[Annotated coordinate records]

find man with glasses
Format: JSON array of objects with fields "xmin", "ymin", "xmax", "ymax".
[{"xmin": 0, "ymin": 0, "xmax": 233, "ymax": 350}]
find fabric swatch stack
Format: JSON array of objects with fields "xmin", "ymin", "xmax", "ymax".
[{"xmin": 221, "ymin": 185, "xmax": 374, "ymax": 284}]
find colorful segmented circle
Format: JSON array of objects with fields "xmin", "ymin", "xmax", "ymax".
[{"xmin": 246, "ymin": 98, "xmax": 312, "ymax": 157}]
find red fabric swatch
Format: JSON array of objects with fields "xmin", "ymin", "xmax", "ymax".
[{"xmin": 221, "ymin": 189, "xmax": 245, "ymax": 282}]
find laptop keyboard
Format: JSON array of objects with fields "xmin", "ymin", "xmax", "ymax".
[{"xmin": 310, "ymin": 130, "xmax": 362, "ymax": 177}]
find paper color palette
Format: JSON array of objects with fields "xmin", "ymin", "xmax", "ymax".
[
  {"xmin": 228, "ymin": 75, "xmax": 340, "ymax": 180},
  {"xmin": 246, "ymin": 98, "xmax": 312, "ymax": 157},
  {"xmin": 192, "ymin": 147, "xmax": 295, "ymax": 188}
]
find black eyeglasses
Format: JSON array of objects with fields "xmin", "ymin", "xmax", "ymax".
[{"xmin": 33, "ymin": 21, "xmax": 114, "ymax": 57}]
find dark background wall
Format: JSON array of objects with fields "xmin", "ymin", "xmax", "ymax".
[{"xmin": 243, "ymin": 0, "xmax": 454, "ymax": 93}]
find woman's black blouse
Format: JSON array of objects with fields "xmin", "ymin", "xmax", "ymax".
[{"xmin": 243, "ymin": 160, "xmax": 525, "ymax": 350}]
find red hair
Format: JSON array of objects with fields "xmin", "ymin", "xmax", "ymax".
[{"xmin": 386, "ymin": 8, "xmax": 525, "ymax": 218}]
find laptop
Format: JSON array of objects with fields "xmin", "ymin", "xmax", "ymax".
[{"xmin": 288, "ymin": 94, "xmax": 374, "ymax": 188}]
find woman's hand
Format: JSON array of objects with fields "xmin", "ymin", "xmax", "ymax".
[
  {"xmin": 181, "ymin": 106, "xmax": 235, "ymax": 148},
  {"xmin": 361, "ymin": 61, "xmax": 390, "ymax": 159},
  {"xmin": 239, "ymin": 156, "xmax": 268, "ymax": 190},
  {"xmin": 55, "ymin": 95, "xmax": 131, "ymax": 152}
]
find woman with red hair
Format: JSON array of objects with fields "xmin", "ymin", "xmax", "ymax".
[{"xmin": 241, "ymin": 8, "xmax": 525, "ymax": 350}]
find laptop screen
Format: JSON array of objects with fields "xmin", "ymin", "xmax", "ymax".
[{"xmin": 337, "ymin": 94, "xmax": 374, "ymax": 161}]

**Written instruction**
Give back exactly the lines from the line holding "find red hair" through the last line of the listing, including both.

**Task result**
find red hair
Format: JSON array of objects with fields "xmin", "ymin", "xmax", "ymax".
[{"xmin": 386, "ymin": 8, "xmax": 525, "ymax": 218}]
find laptop
Format: JSON array of objects with fields "xmin", "ymin", "xmax", "ymax".
[{"xmin": 288, "ymin": 94, "xmax": 374, "ymax": 188}]
find woman's hand
Format: JSON array of objects with fields "xmin", "ymin", "xmax", "ymax".
[
  {"xmin": 181, "ymin": 106, "xmax": 235, "ymax": 148},
  {"xmin": 361, "ymin": 61, "xmax": 390, "ymax": 159},
  {"xmin": 239, "ymin": 156, "xmax": 268, "ymax": 190},
  {"xmin": 55, "ymin": 95, "xmax": 131, "ymax": 152}
]
find woman with red hair
Format: JSON array of objects with fields "xmin", "ymin", "xmax", "ymax".
[{"xmin": 241, "ymin": 8, "xmax": 525, "ymax": 350}]
find laptop screen
Format: JSON array of objects with fields "xmin", "ymin", "xmax", "ymax".
[{"xmin": 337, "ymin": 94, "xmax": 374, "ymax": 161}]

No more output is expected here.